Work instructions: A single number is expected: the count of lines below where the word "Objective" occurs.
****************
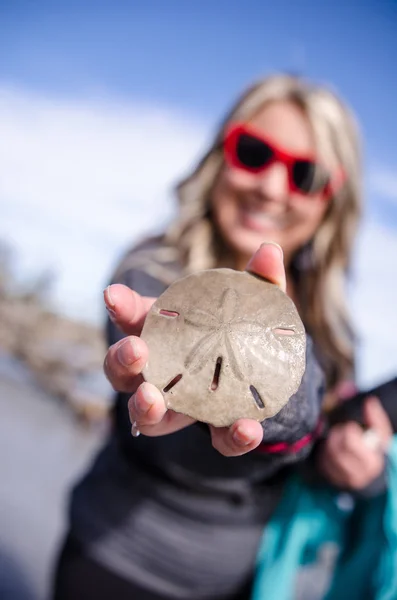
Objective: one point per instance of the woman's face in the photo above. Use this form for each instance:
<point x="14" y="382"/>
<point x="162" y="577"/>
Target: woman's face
<point x="252" y="208"/>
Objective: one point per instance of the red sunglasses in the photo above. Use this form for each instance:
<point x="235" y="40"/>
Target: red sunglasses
<point x="247" y="149"/>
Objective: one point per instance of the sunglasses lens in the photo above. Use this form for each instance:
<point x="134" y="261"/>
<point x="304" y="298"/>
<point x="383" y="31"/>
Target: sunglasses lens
<point x="252" y="152"/>
<point x="309" y="177"/>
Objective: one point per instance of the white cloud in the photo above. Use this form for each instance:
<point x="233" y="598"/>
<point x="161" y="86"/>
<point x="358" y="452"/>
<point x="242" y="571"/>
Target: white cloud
<point x="374" y="303"/>
<point x="80" y="180"/>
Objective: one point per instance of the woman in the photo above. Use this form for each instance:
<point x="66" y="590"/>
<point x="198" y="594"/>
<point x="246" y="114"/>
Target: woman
<point x="171" y="516"/>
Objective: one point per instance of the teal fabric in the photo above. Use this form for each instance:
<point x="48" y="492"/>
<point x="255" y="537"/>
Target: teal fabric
<point x="311" y="518"/>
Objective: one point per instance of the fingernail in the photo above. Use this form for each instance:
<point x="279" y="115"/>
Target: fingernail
<point x="112" y="314"/>
<point x="135" y="430"/>
<point x="108" y="298"/>
<point x="143" y="402"/>
<point x="128" y="353"/>
<point x="274" y="244"/>
<point x="241" y="438"/>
****************
Solution: 7